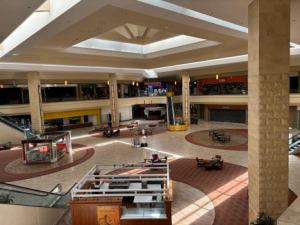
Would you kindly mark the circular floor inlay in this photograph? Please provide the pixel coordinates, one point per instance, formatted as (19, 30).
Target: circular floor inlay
(238, 142)
(188, 199)
(18, 167)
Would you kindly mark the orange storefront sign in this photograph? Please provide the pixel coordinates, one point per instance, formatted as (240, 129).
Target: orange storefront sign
(225, 80)
(108, 215)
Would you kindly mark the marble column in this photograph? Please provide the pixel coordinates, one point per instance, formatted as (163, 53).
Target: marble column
(186, 109)
(35, 99)
(268, 106)
(113, 93)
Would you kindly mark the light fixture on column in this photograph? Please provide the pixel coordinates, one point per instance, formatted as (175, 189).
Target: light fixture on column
(186, 101)
(113, 104)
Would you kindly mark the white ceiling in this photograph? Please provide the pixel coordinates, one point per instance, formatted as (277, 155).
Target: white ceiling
(13, 13)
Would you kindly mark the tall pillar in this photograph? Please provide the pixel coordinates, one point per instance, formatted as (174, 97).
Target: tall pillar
(35, 99)
(268, 106)
(113, 89)
(186, 95)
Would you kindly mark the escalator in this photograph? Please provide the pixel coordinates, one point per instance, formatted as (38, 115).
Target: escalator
(16, 125)
(32, 206)
(170, 110)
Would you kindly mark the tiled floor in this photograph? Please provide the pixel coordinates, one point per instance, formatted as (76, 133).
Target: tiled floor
(175, 146)
(238, 142)
(226, 188)
(205, 139)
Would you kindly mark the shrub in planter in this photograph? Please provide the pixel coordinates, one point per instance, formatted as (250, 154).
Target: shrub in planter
(6, 198)
(263, 219)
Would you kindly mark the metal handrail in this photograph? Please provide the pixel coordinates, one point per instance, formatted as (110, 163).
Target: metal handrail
(120, 192)
(46, 193)
(17, 124)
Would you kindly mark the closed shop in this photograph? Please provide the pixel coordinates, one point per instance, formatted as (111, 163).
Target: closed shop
(231, 114)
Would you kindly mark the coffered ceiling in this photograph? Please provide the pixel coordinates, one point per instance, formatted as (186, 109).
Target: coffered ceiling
(139, 34)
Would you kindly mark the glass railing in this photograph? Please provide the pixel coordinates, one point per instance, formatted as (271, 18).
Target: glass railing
(16, 195)
(74, 98)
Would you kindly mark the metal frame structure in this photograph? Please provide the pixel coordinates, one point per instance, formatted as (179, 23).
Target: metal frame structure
(77, 191)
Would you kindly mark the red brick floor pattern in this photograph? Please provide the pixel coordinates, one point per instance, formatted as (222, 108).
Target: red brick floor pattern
(123, 133)
(242, 147)
(8, 156)
(226, 188)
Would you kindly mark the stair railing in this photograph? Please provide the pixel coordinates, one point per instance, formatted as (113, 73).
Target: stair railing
(17, 124)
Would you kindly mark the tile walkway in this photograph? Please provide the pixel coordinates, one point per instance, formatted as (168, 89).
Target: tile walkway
(171, 144)
(239, 140)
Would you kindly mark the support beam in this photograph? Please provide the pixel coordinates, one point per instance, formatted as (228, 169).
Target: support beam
(186, 95)
(35, 99)
(268, 129)
(113, 89)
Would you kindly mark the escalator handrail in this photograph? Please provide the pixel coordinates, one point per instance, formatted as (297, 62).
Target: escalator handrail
(16, 124)
(46, 193)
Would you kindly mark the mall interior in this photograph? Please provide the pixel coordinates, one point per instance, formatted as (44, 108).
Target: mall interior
(196, 100)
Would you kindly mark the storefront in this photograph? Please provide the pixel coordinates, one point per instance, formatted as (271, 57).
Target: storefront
(230, 114)
(223, 85)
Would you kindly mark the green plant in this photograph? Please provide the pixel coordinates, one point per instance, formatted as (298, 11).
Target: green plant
(6, 198)
(263, 219)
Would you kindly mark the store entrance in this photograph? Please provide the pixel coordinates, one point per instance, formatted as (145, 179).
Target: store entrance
(227, 115)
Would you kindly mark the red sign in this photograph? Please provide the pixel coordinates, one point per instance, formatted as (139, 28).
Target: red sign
(152, 83)
(150, 105)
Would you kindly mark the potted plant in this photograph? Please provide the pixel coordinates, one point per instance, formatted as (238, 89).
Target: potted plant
(263, 219)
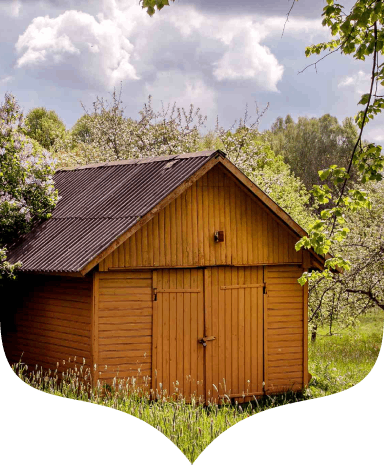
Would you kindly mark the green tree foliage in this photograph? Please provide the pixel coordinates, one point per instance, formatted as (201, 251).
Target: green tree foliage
(313, 144)
(105, 134)
(27, 192)
(345, 297)
(45, 127)
(251, 152)
(360, 34)
(150, 5)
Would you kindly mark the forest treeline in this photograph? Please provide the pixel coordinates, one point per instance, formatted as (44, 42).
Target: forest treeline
(284, 161)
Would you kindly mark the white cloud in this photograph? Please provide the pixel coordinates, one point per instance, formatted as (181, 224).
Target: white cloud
(246, 59)
(6, 80)
(360, 81)
(122, 43)
(12, 8)
(93, 50)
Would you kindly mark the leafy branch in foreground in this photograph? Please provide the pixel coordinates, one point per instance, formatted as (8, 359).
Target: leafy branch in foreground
(361, 34)
(151, 4)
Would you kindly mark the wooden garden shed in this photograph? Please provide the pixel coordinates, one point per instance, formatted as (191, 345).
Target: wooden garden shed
(176, 269)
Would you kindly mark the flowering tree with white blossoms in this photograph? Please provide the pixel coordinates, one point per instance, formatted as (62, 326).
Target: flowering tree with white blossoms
(27, 192)
(111, 136)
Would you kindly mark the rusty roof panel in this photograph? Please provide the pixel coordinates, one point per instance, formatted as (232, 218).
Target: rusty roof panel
(99, 203)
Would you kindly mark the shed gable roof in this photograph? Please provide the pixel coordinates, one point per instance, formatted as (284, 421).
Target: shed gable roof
(98, 203)
(101, 204)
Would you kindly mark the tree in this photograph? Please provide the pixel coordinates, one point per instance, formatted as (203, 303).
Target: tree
(44, 126)
(345, 297)
(361, 34)
(246, 147)
(313, 143)
(111, 136)
(151, 4)
(27, 193)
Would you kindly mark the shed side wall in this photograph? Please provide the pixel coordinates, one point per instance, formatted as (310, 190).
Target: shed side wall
(51, 324)
(182, 234)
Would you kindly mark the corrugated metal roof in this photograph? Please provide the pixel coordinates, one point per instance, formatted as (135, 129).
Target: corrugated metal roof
(99, 203)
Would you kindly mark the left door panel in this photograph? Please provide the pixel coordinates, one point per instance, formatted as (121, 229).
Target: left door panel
(178, 324)
(124, 326)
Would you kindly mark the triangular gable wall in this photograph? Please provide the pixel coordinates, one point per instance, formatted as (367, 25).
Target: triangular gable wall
(182, 233)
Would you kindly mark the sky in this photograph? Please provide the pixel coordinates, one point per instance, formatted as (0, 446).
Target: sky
(219, 55)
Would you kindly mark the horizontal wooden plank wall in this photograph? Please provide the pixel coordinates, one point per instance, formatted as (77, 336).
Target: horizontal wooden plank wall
(234, 316)
(124, 332)
(285, 346)
(182, 234)
(52, 324)
(178, 357)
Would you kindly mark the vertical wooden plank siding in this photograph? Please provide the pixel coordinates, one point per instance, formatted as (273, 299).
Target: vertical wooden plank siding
(125, 327)
(52, 324)
(284, 329)
(234, 360)
(182, 234)
(95, 327)
(179, 363)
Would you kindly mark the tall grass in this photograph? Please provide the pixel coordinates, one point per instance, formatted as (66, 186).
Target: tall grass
(337, 363)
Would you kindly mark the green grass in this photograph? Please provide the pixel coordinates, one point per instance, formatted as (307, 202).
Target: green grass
(346, 358)
(337, 363)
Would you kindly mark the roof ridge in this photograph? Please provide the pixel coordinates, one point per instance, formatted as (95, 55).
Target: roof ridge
(142, 160)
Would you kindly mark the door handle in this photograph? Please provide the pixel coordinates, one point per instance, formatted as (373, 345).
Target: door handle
(204, 340)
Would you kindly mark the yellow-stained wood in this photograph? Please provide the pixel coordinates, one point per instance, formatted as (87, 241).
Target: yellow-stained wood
(53, 327)
(234, 359)
(285, 335)
(181, 234)
(179, 364)
(124, 326)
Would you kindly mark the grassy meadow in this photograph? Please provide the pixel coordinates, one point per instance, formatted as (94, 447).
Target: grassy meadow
(336, 362)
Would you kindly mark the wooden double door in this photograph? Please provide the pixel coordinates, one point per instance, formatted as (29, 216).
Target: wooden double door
(208, 332)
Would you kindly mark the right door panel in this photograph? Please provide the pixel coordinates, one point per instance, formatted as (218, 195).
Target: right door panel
(234, 315)
(284, 329)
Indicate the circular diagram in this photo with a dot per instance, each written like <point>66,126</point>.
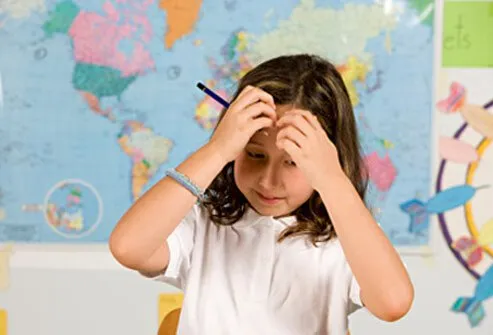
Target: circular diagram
<point>73,208</point>
<point>465,183</point>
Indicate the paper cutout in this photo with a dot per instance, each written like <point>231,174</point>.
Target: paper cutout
<point>478,117</point>
<point>473,306</point>
<point>5,254</point>
<point>169,308</point>
<point>457,151</point>
<point>467,34</point>
<point>3,322</point>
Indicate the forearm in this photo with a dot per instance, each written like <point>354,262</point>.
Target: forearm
<point>385,285</point>
<point>153,217</point>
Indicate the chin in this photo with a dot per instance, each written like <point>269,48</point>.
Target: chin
<point>270,210</point>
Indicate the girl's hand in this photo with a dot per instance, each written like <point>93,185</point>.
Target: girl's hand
<point>252,110</point>
<point>304,139</point>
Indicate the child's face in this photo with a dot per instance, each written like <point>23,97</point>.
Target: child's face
<point>268,177</point>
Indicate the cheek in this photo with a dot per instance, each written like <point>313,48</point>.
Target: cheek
<point>300,188</point>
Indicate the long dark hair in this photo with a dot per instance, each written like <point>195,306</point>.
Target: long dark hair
<point>311,83</point>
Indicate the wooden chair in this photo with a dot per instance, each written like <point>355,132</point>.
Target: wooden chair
<point>169,325</point>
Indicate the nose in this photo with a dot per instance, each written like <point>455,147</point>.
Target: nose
<point>269,177</point>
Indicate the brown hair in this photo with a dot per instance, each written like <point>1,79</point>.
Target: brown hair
<point>311,83</point>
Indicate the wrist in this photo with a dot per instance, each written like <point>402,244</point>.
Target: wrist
<point>337,184</point>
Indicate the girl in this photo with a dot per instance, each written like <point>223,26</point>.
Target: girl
<point>281,241</point>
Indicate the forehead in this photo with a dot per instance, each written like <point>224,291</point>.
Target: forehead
<point>266,136</point>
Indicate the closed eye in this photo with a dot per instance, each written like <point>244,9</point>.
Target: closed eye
<point>291,163</point>
<point>255,155</point>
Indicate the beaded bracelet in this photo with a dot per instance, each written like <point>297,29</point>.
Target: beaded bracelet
<point>187,183</point>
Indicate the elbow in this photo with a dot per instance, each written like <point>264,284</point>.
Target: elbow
<point>397,305</point>
<point>121,251</point>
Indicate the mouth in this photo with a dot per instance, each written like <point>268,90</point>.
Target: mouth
<point>268,199</point>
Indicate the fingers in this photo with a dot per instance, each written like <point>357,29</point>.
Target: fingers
<point>251,95</point>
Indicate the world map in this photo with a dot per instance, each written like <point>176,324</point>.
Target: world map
<point>98,99</point>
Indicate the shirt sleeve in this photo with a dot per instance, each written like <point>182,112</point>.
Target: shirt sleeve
<point>180,243</point>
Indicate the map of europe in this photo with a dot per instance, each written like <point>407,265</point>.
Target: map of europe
<point>98,99</point>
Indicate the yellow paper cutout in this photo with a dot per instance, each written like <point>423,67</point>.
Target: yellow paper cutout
<point>3,322</point>
<point>5,254</point>
<point>169,308</point>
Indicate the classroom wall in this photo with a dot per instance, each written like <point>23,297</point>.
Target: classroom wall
<point>58,298</point>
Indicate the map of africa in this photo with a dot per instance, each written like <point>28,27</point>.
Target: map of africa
<point>98,99</point>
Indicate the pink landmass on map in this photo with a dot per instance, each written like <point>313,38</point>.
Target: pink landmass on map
<point>92,46</point>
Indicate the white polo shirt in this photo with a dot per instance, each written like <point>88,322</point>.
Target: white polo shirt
<point>239,280</point>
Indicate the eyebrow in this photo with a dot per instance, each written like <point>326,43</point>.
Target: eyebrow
<point>254,142</point>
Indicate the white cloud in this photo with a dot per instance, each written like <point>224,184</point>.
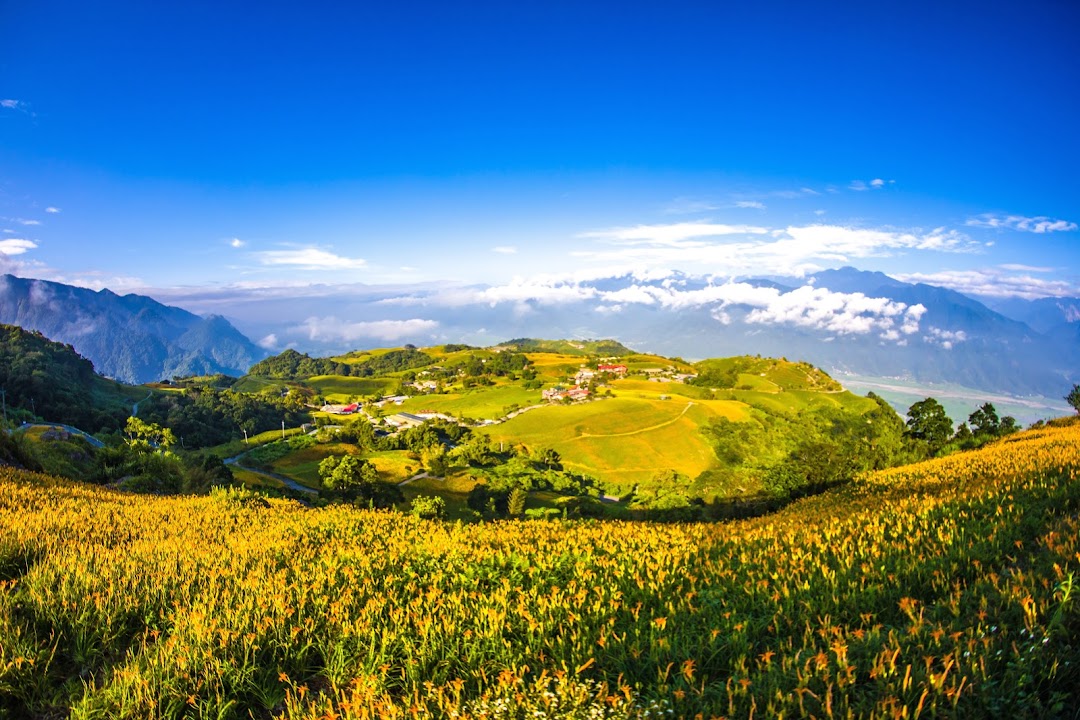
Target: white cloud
<point>995,283</point>
<point>310,258</point>
<point>16,246</point>
<point>862,186</point>
<point>19,106</point>
<point>842,313</point>
<point>750,249</point>
<point>688,206</point>
<point>1015,267</point>
<point>944,338</point>
<point>674,233</point>
<point>332,329</point>
<point>1038,225</point>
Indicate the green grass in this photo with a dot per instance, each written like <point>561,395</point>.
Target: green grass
<point>454,490</point>
<point>234,448</point>
<point>622,440</point>
<point>336,388</point>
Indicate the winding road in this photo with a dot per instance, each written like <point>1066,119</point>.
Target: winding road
<point>287,481</point>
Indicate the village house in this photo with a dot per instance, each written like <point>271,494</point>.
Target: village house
<point>615,369</point>
<point>583,376</point>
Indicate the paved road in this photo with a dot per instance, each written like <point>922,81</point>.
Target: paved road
<point>287,481</point>
<point>75,431</point>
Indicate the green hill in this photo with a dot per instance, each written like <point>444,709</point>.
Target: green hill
<point>658,430</point>
<point>51,381</point>
<point>940,589</point>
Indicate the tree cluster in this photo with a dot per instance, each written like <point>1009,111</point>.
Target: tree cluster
<point>204,416</point>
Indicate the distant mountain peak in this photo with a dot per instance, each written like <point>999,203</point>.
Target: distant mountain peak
<point>132,337</point>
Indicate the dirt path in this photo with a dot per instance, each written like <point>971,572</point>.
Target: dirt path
<point>643,430</point>
<point>418,476</point>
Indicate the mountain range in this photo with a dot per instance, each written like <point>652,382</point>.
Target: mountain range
<point>846,321</point>
<point>130,338</point>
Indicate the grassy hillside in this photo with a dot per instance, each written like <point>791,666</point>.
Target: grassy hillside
<point>945,588</point>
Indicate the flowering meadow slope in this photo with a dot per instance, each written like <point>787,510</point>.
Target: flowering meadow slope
<point>942,588</point>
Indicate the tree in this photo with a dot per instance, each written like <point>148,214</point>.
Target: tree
<point>549,458</point>
<point>984,421</point>
<point>515,506</point>
<point>928,423</point>
<point>349,476</point>
<point>150,433</point>
<point>431,507</point>
<point>1074,398</point>
<point>433,458</point>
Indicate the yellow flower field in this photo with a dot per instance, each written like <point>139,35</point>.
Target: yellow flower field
<point>944,588</point>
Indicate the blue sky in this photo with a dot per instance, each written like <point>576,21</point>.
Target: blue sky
<point>174,149</point>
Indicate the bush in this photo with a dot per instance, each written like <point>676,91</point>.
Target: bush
<point>431,507</point>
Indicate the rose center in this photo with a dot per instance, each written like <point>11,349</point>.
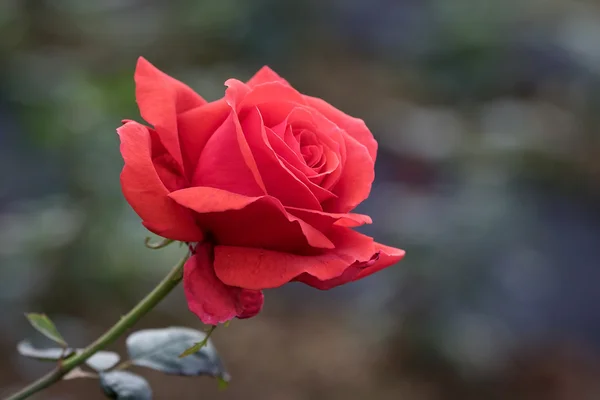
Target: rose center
<point>310,148</point>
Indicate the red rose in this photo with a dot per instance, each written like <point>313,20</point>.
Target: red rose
<point>264,179</point>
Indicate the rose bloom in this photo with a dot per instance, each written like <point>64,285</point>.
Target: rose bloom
<point>261,182</point>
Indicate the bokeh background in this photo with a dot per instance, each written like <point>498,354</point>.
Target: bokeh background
<point>488,175</point>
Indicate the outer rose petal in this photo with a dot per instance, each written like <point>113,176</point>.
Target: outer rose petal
<point>257,269</point>
<point>225,162</point>
<point>354,126</point>
<point>385,257</point>
<point>160,98</point>
<point>323,221</point>
<point>145,191</point>
<point>264,75</point>
<point>196,127</point>
<point>209,298</point>
<point>355,182</point>
<point>240,220</point>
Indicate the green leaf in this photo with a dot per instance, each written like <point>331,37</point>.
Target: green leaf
<point>160,349</point>
<point>197,346</point>
<point>46,327</point>
<point>124,385</point>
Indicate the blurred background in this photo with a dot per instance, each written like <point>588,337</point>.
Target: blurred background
<point>488,175</point>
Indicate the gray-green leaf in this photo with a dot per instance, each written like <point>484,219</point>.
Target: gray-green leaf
<point>123,385</point>
<point>25,348</point>
<point>45,326</point>
<point>159,349</point>
<point>101,361</point>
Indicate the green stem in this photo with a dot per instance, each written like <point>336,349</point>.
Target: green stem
<point>126,322</point>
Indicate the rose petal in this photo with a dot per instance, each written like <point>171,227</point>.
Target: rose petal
<point>254,268</point>
<point>146,193</point>
<point>238,220</point>
<point>224,162</point>
<point>385,257</point>
<point>209,298</point>
<point>160,98</point>
<point>279,181</point>
<point>354,126</point>
<point>323,220</point>
<point>196,127</point>
<point>264,75</point>
<point>276,94</point>
<point>354,184</point>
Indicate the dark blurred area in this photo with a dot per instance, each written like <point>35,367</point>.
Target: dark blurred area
<point>488,175</point>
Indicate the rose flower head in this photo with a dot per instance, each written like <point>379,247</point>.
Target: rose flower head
<point>262,182</point>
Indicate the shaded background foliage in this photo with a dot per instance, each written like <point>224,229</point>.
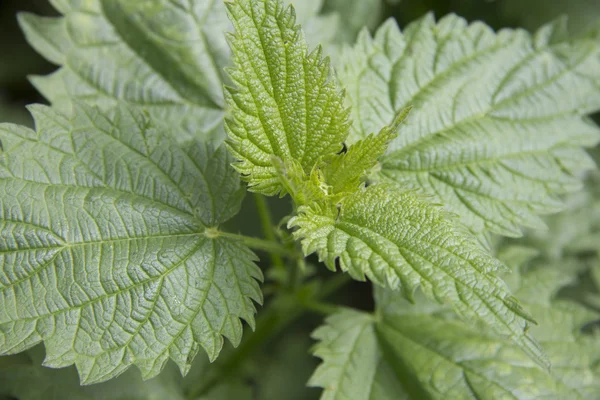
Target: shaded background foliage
<point>283,367</point>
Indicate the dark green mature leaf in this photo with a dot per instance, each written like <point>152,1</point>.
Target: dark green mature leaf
<point>353,366</point>
<point>162,56</point>
<point>284,103</point>
<point>396,238</point>
<point>108,249</point>
<point>498,118</point>
<point>431,355</point>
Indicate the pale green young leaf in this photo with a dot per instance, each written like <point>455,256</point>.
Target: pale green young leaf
<point>353,367</point>
<point>345,172</point>
<point>29,380</point>
<point>396,238</point>
<point>107,244</point>
<point>498,119</point>
<point>162,56</point>
<point>428,354</point>
<point>283,102</point>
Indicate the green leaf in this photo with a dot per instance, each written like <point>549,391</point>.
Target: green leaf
<point>108,246</point>
<point>31,381</point>
<point>395,237</point>
<point>498,119</point>
<point>347,171</point>
<point>428,354</point>
<point>356,14</point>
<point>284,103</point>
<point>353,366</point>
<point>162,56</point>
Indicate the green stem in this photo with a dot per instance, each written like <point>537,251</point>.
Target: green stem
<point>260,244</point>
<point>282,312</point>
<point>267,228</point>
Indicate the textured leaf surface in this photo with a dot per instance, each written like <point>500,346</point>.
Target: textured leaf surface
<point>166,57</point>
<point>497,123</point>
<point>394,237</point>
<point>28,380</point>
<point>427,354</point>
<point>353,367</point>
<point>103,245</point>
<point>284,103</point>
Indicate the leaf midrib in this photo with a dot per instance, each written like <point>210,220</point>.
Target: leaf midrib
<point>71,307</point>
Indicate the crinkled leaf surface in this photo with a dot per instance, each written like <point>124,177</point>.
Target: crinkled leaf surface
<point>28,380</point>
<point>498,118</point>
<point>431,355</point>
<point>104,250</point>
<point>353,367</point>
<point>395,237</point>
<point>284,103</point>
<point>166,57</point>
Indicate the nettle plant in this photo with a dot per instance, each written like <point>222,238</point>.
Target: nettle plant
<point>405,168</point>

|---|

▸ **Assignment**
Your task is to restate, word for word, only those lines above that fall between the line holding "Target: grassy hillside" and the line holding "Indicate the tree in", inclusive.

▸ **Solution**
Target: grassy hillside
<point>945,588</point>
Indicate the flowering meadow slope in this photo with a dot per instance, each written like <point>787,510</point>.
Target: flowering meadow slope
<point>942,588</point>
Indicate the tree in this photo with a dot per instance, each written like <point>148,214</point>.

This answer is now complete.